Can you give the data below again, swapping "Show me each one with a point" for "Mark each one with a point" everywhere and leaving everything else unchanged?

┌──

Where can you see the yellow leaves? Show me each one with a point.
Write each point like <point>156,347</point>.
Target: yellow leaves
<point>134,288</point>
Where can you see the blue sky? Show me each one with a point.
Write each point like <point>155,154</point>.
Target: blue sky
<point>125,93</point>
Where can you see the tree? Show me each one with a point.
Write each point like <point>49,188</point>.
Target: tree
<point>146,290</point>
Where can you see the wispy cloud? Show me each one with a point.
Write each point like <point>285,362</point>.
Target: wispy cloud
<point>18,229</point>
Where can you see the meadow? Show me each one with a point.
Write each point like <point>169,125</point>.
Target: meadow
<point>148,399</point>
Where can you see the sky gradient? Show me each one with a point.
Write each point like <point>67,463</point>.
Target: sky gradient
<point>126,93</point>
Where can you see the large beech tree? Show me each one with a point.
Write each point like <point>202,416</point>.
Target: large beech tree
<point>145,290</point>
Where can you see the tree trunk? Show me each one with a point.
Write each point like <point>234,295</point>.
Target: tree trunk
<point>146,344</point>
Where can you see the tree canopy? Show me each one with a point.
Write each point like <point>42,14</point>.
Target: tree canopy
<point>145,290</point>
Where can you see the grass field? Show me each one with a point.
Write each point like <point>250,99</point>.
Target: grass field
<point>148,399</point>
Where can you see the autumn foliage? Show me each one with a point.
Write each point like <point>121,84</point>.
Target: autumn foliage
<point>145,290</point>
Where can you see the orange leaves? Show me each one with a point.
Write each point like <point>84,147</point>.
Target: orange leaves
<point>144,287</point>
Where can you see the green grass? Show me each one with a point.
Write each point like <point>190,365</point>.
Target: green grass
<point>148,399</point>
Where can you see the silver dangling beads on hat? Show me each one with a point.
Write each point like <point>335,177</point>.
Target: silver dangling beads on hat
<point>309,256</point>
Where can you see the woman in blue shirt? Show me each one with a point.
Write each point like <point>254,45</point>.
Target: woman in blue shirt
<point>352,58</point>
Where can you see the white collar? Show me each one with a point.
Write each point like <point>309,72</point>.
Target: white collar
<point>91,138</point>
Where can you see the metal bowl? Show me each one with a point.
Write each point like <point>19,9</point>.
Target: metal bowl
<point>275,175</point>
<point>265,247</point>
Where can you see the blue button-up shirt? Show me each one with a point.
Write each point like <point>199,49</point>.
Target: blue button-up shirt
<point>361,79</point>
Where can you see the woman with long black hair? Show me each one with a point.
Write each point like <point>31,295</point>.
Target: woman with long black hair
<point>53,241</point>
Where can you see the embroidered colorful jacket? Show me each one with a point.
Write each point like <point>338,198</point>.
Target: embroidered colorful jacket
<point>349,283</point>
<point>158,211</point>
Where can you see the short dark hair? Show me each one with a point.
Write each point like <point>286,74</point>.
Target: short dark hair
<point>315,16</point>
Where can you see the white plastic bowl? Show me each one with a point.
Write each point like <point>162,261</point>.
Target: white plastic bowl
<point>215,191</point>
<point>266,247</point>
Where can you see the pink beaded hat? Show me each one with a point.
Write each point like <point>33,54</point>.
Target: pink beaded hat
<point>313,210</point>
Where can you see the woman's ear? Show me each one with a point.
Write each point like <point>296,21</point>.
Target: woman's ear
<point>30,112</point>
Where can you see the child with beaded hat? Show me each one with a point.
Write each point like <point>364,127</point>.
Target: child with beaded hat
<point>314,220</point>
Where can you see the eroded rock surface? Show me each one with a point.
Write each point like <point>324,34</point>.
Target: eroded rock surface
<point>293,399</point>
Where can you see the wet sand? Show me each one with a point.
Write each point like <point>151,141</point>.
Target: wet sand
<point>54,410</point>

└──

_Expected output_.
Where can you see the yellow leaves? Mark each one with a point.
Write each point like <point>156,347</point>.
Target: yellow leaves
<point>134,288</point>
Where can you see the blue sky? Mark each one with a point.
Write each point like <point>155,154</point>.
Target: blue sky
<point>125,93</point>
Where can you see the tree? Mark each one with a point.
Write each point like <point>49,188</point>.
Target: tree
<point>146,290</point>
Where can you see the wispy cloud? Mark each one with a point.
Write each point like <point>285,362</point>.
Target: wispy cloud
<point>18,229</point>
Where can you see the meadow? Mark each one with a point.
Write each point like <point>169,125</point>.
Target: meadow
<point>148,399</point>
Where can you see the sky gradient? Mark each one with a point.
Write each point like <point>67,463</point>.
Target: sky gradient
<point>126,93</point>
Where can you see the large beech tree? Mark each one with a point.
Write each point like <point>202,416</point>.
Target: large beech tree
<point>145,290</point>
Where can you see the tree trunk? Mark each one with a point.
Write each point like <point>234,295</point>.
Target: tree trunk
<point>146,344</point>
Where can you see the tree canopy? Mark each one with a point.
Write each point like <point>42,14</point>.
Target: tree canopy
<point>145,290</point>
Where can you see the grass field? Mark each one with a point.
Write each point like <point>250,99</point>.
Target: grass field
<point>148,399</point>
Where can you see the autumn foliage? Mark each one with a point.
Write each point like <point>121,84</point>.
Target: autumn foliage
<point>145,290</point>
Where can you see the orange leaves? Mark each one with a point.
Write each point like <point>84,147</point>.
Target: orange leaves
<point>144,287</point>
Where can you see the green grass? Mark each one with a point.
Write each point like <point>190,365</point>.
Target: green grass
<point>148,399</point>
Where can you see the silver dangling beads on hat? Mark each one with a point.
Write each point like <point>335,177</point>.
Target: silver dangling beads on hat
<point>309,256</point>
Where can you see the woman in blue shirt? Mark each one with a point.
Write each point like <point>254,45</point>.
Target: woman in blue shirt
<point>352,58</point>
Where can you see the white collar? Mark each one with a point.
Write each point like <point>309,72</point>.
Target: white collar
<point>91,138</point>
Where can you see the metal bowl? Mark each one with a point.
Write each point like <point>19,9</point>.
Target: metal bowl
<point>275,175</point>
<point>265,247</point>
Where can you see the blue button-up shirt? Mark each one with a point.
Write each point like <point>199,49</point>.
Target: blue button-up shirt
<point>361,79</point>
Where can you see the woman with long black hair? Mark each one with a point.
Write each point like <point>31,295</point>.
Target: woman with long black hair
<point>53,241</point>
Where can you see the embroidered colorful jacket? Mark each one with a point.
Write each point like <point>338,198</point>.
Target: embroidered colorful jacket
<point>349,283</point>
<point>158,211</point>
Where can you see the short dark hair? Mark each one with a point.
Write each point like <point>286,74</point>.
Target: short dark hair
<point>315,16</point>
Where can you see the white plastic bowl? Mark each one with a point.
Write each point like <point>162,261</point>.
Target: white plastic bowl
<point>215,191</point>
<point>266,247</point>
Where can you see the pink beaded hat? Mark each one with a point.
Write each point like <point>33,54</point>.
Target: pink beaded hat
<point>313,210</point>
Where can you see the woman's ear? Mark each one with a point.
Write each point like <point>296,21</point>.
Target: woman's ear
<point>30,112</point>
Where can you see the child with beaded hat? Mark each one with a point.
Write each point like <point>364,127</point>.
Target: child with beaded hat
<point>314,220</point>
Where can you see the eroded rock surface? Mark each one with a point.
Write each point like <point>324,34</point>.
Target: eroded rock surface
<point>293,399</point>
Where can you see the wet sand? Mark each one with a point.
Write each point like <point>151,141</point>.
Target: wet sand
<point>54,410</point>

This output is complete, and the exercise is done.